───── Data for this exercise

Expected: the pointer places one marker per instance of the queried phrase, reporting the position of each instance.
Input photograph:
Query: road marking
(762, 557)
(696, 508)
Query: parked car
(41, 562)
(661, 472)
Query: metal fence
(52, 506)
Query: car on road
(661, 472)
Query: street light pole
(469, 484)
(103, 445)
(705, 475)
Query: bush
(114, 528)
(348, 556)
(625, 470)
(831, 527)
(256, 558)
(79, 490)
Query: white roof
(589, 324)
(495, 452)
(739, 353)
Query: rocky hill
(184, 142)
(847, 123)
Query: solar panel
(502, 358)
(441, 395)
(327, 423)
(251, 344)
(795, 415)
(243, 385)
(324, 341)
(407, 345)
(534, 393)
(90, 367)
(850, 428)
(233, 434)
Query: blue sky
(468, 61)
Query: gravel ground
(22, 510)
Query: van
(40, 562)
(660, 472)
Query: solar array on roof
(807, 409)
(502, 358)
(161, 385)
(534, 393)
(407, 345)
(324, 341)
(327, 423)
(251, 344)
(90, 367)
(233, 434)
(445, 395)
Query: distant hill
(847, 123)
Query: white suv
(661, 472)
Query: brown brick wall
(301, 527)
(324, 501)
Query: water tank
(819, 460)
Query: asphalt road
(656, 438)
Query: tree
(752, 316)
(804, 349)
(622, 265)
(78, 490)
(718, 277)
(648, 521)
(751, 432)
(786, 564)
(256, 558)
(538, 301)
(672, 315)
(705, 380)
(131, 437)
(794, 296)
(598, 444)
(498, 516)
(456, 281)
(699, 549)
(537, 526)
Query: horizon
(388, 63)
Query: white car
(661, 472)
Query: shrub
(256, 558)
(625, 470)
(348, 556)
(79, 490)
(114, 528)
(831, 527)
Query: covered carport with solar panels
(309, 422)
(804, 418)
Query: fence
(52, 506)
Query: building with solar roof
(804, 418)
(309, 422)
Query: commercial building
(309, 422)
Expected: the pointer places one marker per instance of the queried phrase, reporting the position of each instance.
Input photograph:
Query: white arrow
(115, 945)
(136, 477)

──────────

= Work instructions =
Rewrite the stretch from the line containing "Query: shrub" through the end of the items, keeping every line and leaving all text other than the answer coordinates as it is. Multiply each answer coordinate by 0.65 and round to a whole number, with halves rounded up.

= Response for this exercise =
Query: shrub
(166, 363)
(406, 306)
(226, 361)
(51, 319)
(74, 343)
(540, 343)
Query: covered carport with solar panels
(201, 274)
(523, 272)
Query: fence
(34, 329)
Query: building with solar roof
(523, 272)
(201, 274)
Query: commercial building
(201, 274)
Expected: the pointer places one marker per instance of the queried phrase, reporting the position of each instance.
Input photograph:
Query: white arrow
(75, 614)
(88, 310)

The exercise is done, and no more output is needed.